_Exercises to complete_
**1)** Answer these from the review:
(a) Whom did Kasparov face in the 1984 World Chess championships?
(b) What does Kasparov later call chess?
(c) Which page is given for the quotation about self-awareness?
**2)** List each lesson in the review's summary of the book.
**3)** Write out the review starting with "Yet the main" and going on through "thinking about thinking).", and swap "decision-making style" for "way of making decisions".

---- Selection

Chess is an old and complex game, so much so that Kasparov claims that styles of play, over the centuries, have mirrored the thinking of each age. But can chess itself act as a mirror for daily life? Just because something works on the chessboard, does that mean it will work in business or our personal relationships? Yes and no. It’s a bit of a stretch to equate the two, but in this book Kasparov does come up with a few interesting points along the way.
The concept of the book is so promising: surely the world chess champion must be both highly intelligent and an excellent strategist, therefore what better person to write something akin to a modern day ‘art of war’.
Yet the main weakness of the book is that by realising that there is not one decision-making style that will work for everyone, it too often just gives somewhat bland highly generalised advise.
Overall the lessons of the book could be summarised as:
Become conscious of your own decision-making style, avoid your comfort zone (don’t get complacent) and always be looking to improve yourself.
Kasparov describes how the challenge of taking part in the 1984 World Chess championships against Anatoly Karpov made him examine his own decision making processes. (This is called ‘meta-cognition: thinking about thinking).
“Self-awareness is essential to being able to combine your knowledge, experience and talent to reach your peak performance. Few people ever take the opportunity to perform this sort of analysis.” (P.11).
“The technique of recording chess games with symbols (‘chess notation’) gives chess a detailed history, enabling millions of chess players through the ages to enjoy and learn from the games of the legendary players of the past.” (P.17)
Kasparov later goes on to call chess a kind of ‘cognitive laboratory’. The interesting, and almost unique, aspect of chess means we are able to use it as a kind of historical record of decision-making. We don’t just see who won matches in the past, but we can examine the exact move-by-move process that the players went through.
Given that computers are far superior at calculating that humans are, why are humans as good at chess as they are? (it took a while for a computer to beat humans at chess). Kasparov puts this down to the ability of the human brain to think creatively and to synthesise it with logical thinking.
“There is little evidence that chess masters possess talents beyond the obvious one of playing chess.” (P.17)

--------
---- Available data

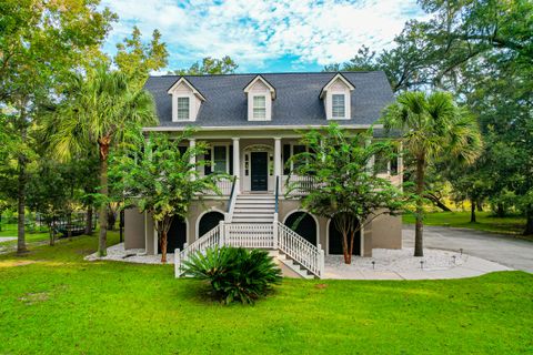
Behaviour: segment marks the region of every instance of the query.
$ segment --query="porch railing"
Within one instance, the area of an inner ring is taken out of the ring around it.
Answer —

--------

_Task answers_
**1)**
(a) Anatoly Karpov
(b) A kind of "cognitive laboratory"
(c) Page 11

**2)**
- Become conscious of your own decision-making style
- Avoid your comfort zone (don't get complacent)
- Always be looking to improve yourself

**3)**
Yet the main weakness of the book is that by realising that there is not one way of making decisions that will work for everyone, it too often just gives somewhat bland highly generalised advise.
Overall the lessons of the book could be summarised as:
Become conscious of your own way of making decisions, avoid your comfort zone (don’t get complacent) and always be looking to improve yourself.
Kasparov describes how the challenge of taking part in the 1984 World Chess championships against Anatoly Karpov made him examine his own decision making processes. (This is called ‘meta-cognition: thinking about thinking).